__Task description__.
Answer these about the forum thread on shoulder cuts for dovetails:
(a) Which master woodworker does the person who started the thread say mentions shoulder cuts a lot?
(b) Whose YouTube videos does one reply recommend watching?
(c) What tool does Chris Schwarz use for this, according to the thread?

# Sharing insight into shoulder cuts on dovetails



## MattV (Jan 19, 2009)

I have heard and read information about shoulder cuts on your tails for dovetails. I can't find much information on what to do. I cut my dovetails by hand and would love to learn more about how to use shoulder cuts that help hide the inside joint. The master woodworker that mentions this a lot is Steve Latta.

Please share any insight and your learnings so I can start to leverage this additional technique.


----------



## Unknowncraftsman (Jun 23, 2013)

Are you have trouble with cut on the tail board that's shows on three sides?
Sometimes I just use my Dt saw to make this cut if I'm not feel 100 accurate I will cut on the waste side of the line and clean it up with a chisel.
The tail board is the one that get a scribe line all the way around all four sides.


----------



## CL810 (Mar 21, 2010)

Watch David Barron's videos on YouTube. Also, make a paring jig.


----------



## MattV (Jan 19, 2009)

Thanks for your reply's. I am pretty good at cutting dovetails by hand (the last ones are normally my best ones), however, Steve Latta recommends cutting a shoulder on the inside of the dovetail pins (i think?) which cleans up the inside of the drawer and I assume covers up an fit issues (sometimes I can see my saw cuts on the inside).

I will check out David Barron's video as well. Thank you!


----------



## Unknowncraftsman (Jun 23, 2013)

Oh yes I think I know what your taking about some woodworker like to have a shallow rebate on their half blind tail board.
Ive done once or twice its a extra step not needed.


----------



## Smitty_Cabinetshop (Mar 26, 2011)

Chris Schwarz does this with a Veritas skew.

http://www.popularwoodworking.com/techniques/joinery/handplanes-and-dovetails


----------



## dbeck (Jun 1, 2017)

Thanks for posting that link Smitty, it really helped me understand better.


----------



## Smitty_Cabinetshop (Mar 26, 2011)

No problem at all.

__Collected material__.

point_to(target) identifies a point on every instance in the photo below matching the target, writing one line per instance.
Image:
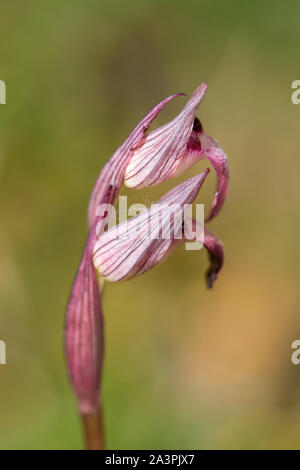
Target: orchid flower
(143, 160)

__Response to this task__.
(a) Steve Latta
(b) David Barron's
(c) A Veritas skew